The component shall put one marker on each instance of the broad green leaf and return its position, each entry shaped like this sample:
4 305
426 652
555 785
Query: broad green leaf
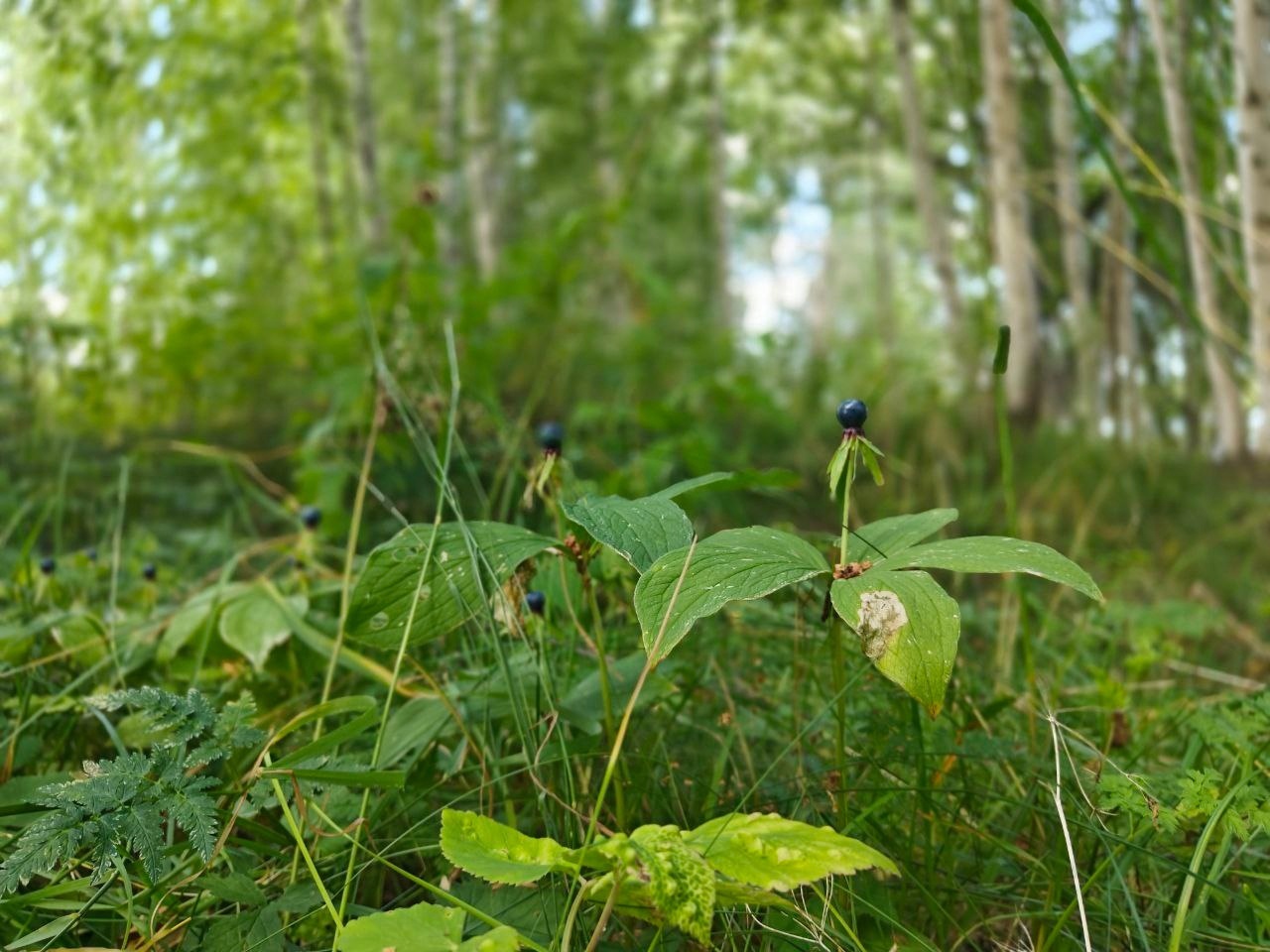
683 486
452 590
662 880
422 928
996 553
191 616
494 851
731 565
639 530
254 625
772 853
893 535
908 626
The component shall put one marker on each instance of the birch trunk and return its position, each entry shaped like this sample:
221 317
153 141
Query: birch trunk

- The task -
Transcribe everything above exactly. Do not include the pictures.

- Solution for this problem -
The component shall put one marker on each instance of the broad green leaf and return its position, each entry shaped like this sample:
4 305
426 652
555 785
Query: broad green leaf
683 486
452 590
662 880
422 928
996 553
191 616
494 851
731 565
639 530
254 625
772 853
893 535
908 626
The component shall put one marker on each instance of the birch trunk and return its position, each entry shaped like this sample:
221 317
153 141
Query: birch trunk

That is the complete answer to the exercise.